Exercise requirements:
A – In the text on retrying operations, rewrite the part that opens with the words containing "Retrying Operations" and closes with "it is protecting.", changing "decorator" to "wrapper".
B – Put this sentence from the text on retrying operations into Spanish: "This should be used to protect any functions that perform DB operations."
C – Proceed with the text on retrying DB operations, starting after its final sentence.

---- Source

Retrying Operations

Inside of the neutron_lib.db.api module there is a decorator called ‘retry_if_session_inactive’. This should be used to protect any functions that perform DB operations. This decorator will capture any deadlock errors, RetryRequests, connection errors, and unique constraint violations that are thrown by the function it is protecting.

This decorator will not retry an operation if the function it is applied to is called within an active session. This is because the majority of the exceptions it captures put the session into a partially rolled back state so it is no longer usable. It is important to ensure there is a decorator outside of the start of the transaction. The decorators are safe to nest if a function is sometimes called inside of another transaction.

--------
---- Data

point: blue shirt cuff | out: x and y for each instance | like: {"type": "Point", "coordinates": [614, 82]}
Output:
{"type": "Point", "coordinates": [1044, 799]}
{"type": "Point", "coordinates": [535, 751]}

--------

Answers to the exercise:
A –
Retrying Operations

Inside of the neutron_lib.db.api module there is a wrapper called ‘retry_if_session_inactive’. This should be used to protect any functions that perform DB operations. This wrapper will capture any deadlock errors, RetryRequests, connection errors, and unique constraint violations that are thrown by the function it is protecting.

B – Esto debe usarse para proteger cualquier función que realice operaciones de base de datos.

C –
If a function is being protected that does not take context as an argument the ‘retry_db_errors’ decorator function may be used instead. It retries the same exceptions and has the same anti-nesting behavior as ‘retry_if_session_active’, but it does not check if a session is attached to any context keywords. (‘retry_if_session_active’ just uses ‘retry_db_errors’ internally after checking the session)

Idempotency on Failures

The function that is being decorated should always fully cleanup whenever it encounters an exception so its safe to retry the operation. So if a function creates a DB object, commits, then creates another, the function must have a cleanup handler to remove the first DB object in the case that the second one fails. Assume any DB operation can throw a retriable error.

You may see some retry decorators at the API layers in Neutron; however, we are trying to eliminate them because each API operation has many independent steps that makes ensuring idempotency on partial failures very difficult.

Argument Mutation

A decorated function should not mutate any complex arguments which are passed into it. If it does, it should have an exception handler that reverts the change so it’s safe to retry.

The decorator will automatically create deep copies of sets, lists, and dicts which are passed through it, but it will leave the other arguments alone.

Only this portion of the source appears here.